■ What to do ■
a) Retype the forum reply on extracting real-estate listing content word for word, starting with "If your content-extraction" and going on through "is originating from.".
b) Answer these questions from the forum reply on extracting real-estate listing content:
(i) How many fields can a single property listing contain, according to the reply?
(ii) What does the reply say screen scraping is akin to?
(iii) Which standards do most US multiple listing services now comply with for publishing listings?
c) Proceed with the forum reply on extracting real-estate listing content, picking up right after its final sentence.

■ Excerpt ■
◇ ◇ ◇ ◇ ◇

Rachel,
If your extraction is a one-time effort, designed to gather the basic
content for your new version of the website, it's easiest to use a tool like
Juan recommended or even just extract the details by hand. Real-estate
listings can be fairly complex, containing a couple of hundred fields per
property listing, so you might consider whipping up some tools for yourself
to rend the data from the page. Regular expressions are very useful for
this purpose.
If your content-extraction need is recurring, I would at all costs avoid
screen scraping. That's akin to using their existing website as a database
for your new site. Among other things, it means they have to keep their old
site running somewhere and in good working order.
Instead, do some digging to find out where the content is originating from.
If they're taking the photographs and entering the content directly into
their website themselves, you'll probably have to mimic that functionality
through a set of web-based administrative tools. In that case you may be
able to skip the listing-content extraction entirely, build the tools, and
have your client re-enter all of the listing. Sell the idea as
"training"... =)
There's a good chance that they are using a third party provider to acquire
the listings, or are feeding the data in directly from their local MLS. In
the US, most multiple listing services (MLSs) now comply with the national
IDX and VOW standards for publishing listings. Assuming your client's MLS
does, you can acquire a developer license and pull the content yourself from
the MLS, store it in a database, and then embed the data in the website as
desired.

◇ ◇ ◇ ◇ ◇

■ Records provided ■
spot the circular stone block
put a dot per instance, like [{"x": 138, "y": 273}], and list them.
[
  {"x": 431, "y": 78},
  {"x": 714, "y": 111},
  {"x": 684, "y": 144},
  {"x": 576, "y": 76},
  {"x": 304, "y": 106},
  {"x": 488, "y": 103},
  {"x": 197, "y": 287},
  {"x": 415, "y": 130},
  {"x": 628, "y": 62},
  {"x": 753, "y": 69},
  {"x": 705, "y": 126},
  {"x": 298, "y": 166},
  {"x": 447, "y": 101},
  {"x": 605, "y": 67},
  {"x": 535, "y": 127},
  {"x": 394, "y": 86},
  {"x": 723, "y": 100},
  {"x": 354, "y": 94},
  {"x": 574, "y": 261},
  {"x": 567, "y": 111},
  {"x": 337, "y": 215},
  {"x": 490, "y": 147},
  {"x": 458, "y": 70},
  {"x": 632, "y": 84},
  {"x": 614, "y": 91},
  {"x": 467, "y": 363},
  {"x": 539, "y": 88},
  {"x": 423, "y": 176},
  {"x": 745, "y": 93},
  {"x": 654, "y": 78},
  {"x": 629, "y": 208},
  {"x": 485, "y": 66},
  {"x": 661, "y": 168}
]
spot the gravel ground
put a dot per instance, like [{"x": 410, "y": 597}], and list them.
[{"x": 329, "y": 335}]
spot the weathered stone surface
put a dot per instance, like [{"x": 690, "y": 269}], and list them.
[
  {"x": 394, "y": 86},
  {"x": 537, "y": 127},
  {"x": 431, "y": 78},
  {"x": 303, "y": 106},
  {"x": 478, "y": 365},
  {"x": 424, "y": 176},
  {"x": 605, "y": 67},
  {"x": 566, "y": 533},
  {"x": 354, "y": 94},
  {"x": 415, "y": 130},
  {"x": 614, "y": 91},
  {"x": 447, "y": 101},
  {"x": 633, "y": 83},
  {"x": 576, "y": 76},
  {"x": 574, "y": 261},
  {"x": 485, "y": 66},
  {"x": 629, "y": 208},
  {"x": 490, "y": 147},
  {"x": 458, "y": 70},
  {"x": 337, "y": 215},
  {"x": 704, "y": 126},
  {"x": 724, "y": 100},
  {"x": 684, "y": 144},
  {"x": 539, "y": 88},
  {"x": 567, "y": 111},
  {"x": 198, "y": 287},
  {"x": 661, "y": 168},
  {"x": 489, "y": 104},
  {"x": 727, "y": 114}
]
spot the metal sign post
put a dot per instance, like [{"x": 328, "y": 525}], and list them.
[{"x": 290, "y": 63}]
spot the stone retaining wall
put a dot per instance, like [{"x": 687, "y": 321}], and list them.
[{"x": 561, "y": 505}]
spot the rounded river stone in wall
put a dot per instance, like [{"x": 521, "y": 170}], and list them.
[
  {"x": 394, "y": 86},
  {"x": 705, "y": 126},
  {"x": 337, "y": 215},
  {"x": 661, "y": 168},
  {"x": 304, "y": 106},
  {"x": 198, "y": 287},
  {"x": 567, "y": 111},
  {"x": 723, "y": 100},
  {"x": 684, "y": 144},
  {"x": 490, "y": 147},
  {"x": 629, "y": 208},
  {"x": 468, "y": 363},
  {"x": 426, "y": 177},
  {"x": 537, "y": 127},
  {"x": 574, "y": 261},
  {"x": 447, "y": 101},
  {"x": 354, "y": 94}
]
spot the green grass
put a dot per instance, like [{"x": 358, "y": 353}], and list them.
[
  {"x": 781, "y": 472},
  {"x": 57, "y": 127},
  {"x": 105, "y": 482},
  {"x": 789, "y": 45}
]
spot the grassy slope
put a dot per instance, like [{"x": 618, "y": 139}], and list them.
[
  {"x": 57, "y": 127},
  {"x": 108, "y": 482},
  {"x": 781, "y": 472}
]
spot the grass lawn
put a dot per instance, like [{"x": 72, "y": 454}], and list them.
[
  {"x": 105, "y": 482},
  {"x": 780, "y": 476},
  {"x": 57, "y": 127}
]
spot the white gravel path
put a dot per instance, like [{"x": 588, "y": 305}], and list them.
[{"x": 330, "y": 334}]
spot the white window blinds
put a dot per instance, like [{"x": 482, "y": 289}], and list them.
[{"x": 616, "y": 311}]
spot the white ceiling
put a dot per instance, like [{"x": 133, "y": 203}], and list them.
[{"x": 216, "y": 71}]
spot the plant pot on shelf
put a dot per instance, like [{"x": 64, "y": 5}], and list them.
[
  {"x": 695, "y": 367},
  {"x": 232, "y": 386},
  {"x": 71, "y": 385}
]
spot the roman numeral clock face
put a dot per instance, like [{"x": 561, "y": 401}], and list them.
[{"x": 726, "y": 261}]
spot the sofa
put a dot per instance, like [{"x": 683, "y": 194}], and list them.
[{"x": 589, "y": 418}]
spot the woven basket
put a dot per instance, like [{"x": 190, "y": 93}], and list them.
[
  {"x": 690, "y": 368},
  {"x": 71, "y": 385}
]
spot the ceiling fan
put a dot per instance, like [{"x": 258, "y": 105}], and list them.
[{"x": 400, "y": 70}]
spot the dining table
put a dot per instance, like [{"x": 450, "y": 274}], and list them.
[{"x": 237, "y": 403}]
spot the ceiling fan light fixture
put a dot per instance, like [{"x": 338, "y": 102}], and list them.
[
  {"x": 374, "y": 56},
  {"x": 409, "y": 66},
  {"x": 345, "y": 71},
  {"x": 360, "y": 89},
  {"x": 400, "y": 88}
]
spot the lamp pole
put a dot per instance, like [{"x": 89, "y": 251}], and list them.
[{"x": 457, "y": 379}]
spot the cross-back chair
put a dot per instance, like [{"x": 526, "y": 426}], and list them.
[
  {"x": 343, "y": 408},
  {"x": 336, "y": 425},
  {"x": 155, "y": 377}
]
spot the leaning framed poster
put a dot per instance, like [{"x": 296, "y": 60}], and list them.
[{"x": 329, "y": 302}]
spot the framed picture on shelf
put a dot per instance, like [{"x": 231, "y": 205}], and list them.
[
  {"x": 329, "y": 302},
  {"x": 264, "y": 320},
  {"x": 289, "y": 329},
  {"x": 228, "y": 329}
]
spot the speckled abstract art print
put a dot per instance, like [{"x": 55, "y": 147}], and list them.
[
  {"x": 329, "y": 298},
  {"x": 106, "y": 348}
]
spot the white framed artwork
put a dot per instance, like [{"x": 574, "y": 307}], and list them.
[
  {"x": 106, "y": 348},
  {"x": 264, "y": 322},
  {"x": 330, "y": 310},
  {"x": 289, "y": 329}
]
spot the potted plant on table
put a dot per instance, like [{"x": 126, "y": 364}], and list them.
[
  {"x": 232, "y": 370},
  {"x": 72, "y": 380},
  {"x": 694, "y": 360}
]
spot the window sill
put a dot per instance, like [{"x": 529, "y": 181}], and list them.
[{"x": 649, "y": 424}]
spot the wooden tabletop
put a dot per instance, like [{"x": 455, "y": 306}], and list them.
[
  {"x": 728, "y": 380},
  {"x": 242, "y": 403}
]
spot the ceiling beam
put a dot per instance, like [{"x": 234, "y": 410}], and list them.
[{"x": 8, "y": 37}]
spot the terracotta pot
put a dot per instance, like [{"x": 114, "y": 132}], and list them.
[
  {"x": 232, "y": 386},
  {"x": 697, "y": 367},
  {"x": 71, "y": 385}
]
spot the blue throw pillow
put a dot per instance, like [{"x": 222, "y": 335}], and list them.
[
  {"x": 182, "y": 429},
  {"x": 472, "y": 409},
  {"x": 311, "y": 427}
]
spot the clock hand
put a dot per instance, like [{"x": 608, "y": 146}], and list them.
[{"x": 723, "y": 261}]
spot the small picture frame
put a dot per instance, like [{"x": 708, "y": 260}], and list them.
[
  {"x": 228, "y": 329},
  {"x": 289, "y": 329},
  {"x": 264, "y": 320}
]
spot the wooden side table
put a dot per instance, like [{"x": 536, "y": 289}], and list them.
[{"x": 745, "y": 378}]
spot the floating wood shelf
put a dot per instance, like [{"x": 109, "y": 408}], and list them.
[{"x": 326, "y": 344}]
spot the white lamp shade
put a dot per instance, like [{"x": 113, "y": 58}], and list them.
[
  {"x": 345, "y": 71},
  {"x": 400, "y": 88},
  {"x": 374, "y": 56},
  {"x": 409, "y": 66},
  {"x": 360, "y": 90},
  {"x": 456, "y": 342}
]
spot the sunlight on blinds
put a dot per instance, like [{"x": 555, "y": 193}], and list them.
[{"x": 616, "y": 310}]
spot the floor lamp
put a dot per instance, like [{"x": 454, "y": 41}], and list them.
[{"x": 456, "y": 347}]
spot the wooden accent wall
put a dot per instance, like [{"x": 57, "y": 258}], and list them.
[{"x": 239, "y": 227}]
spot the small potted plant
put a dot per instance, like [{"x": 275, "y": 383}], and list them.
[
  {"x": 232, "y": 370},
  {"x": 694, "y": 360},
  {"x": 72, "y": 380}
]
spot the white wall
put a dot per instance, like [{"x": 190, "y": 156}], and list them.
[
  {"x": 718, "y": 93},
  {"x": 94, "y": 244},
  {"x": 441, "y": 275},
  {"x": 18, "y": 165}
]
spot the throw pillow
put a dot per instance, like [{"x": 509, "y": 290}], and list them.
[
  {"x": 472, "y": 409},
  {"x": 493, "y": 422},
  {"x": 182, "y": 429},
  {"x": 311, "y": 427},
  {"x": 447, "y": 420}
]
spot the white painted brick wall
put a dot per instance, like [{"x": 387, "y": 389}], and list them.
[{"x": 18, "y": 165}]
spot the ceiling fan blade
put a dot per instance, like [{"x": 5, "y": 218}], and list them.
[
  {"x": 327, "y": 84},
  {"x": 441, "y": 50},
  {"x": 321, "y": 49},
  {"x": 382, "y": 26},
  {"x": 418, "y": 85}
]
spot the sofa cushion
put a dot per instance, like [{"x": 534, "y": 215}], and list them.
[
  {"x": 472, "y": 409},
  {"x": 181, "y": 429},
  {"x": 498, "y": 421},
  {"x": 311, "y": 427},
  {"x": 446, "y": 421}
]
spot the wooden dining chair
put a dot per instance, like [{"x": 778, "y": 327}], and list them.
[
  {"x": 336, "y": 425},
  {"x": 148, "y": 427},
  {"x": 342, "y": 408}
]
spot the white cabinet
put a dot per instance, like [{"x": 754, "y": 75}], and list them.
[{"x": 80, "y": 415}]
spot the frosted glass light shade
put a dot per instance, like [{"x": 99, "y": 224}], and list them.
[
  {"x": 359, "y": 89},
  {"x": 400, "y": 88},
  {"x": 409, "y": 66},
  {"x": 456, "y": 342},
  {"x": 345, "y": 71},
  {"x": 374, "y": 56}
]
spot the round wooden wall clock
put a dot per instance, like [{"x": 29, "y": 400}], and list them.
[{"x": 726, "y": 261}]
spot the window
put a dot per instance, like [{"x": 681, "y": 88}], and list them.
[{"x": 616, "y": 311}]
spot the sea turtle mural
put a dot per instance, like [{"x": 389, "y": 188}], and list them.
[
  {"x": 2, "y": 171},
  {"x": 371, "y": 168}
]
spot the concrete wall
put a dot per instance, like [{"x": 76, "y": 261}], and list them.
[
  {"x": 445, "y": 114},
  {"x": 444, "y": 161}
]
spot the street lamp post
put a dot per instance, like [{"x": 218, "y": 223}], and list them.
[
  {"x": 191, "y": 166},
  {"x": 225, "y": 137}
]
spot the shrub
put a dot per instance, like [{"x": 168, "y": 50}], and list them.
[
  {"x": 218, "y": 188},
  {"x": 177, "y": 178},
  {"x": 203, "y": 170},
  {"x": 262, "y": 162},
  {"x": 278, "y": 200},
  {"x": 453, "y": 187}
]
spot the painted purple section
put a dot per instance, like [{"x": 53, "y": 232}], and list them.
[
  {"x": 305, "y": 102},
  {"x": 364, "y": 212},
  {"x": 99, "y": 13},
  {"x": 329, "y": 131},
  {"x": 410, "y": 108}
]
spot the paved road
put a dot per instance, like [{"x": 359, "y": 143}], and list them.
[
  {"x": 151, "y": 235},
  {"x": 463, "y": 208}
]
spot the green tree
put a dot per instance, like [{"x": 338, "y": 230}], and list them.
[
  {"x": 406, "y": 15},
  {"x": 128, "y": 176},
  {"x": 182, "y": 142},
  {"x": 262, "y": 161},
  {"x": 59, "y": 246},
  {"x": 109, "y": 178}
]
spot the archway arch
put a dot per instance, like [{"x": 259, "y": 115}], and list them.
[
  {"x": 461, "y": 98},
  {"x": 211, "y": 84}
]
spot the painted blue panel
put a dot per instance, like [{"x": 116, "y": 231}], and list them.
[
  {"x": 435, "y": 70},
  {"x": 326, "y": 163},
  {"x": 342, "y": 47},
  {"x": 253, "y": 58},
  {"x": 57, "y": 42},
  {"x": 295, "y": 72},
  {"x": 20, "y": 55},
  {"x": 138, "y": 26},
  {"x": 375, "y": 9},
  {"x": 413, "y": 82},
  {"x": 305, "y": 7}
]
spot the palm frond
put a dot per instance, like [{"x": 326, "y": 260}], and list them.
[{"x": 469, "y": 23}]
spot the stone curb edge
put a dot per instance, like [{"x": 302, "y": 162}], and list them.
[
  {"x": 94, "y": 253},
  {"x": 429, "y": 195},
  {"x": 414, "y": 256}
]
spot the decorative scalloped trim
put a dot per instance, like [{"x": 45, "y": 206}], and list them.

◇ ◇ ◇ ◇ ◇

■ Results ■
a)
If your content-extraction need is recurring, I would at all costs avoid
screen scraping. That's akin to using their existing website as a database
for your new site. Among other things, it means they have to keep their old
site running somewhere and in good working order.
Instead, do some digging to find out where the content is originating from.

b)
(i) A couple of hundred fields.
(ii) Using their existing website as a database for your new site.
(iii) The national IDX and VOW standards.

c)
We do this for the Chicago region, so I should note that the effort is all
fairly significant. The raw data is often published daily in large CSV
files (100 MB+ in size), retrieved from an FTP server. It's fully
de-normalized so you probably want to do a ton of scrubbing and
normalization to make it useful. You'll likely need to decode all of the
fields to English text so that the general public can make sense of the
listing content. Images are also often FTP'd although some MLS's offer URL
access to the photos for active listings (i.e. you'd have to cache some if
you want to display sold listings for your client). In the VOW ("Virtual
Office Website") program, regulations are such that you also need to have an
enrollment process before visitors are permitted to see the listings, do an
email address verification by sending an account activation email, etc. etc.
etc.
Nothing insurmountable, but expect to grind some code if you go this route.
Alternately, you may be able to find a third party service to handle the
listing display entirely, and if your client likes the appearance (you
rarely have choices...), then you can just focus on the rest of the website.
/// M
"rachel" <ra****@hotmail.com> wrote in message
news:05****************************@phx.gbl...
Hello,
I am currently contracted out by a real estate agent. He
has a page that he has created himself that has a list of
homes.. their images and data in html format.
He wants me to take this page and reformat it so that it
looks different.
Do I use screen scraping to do this?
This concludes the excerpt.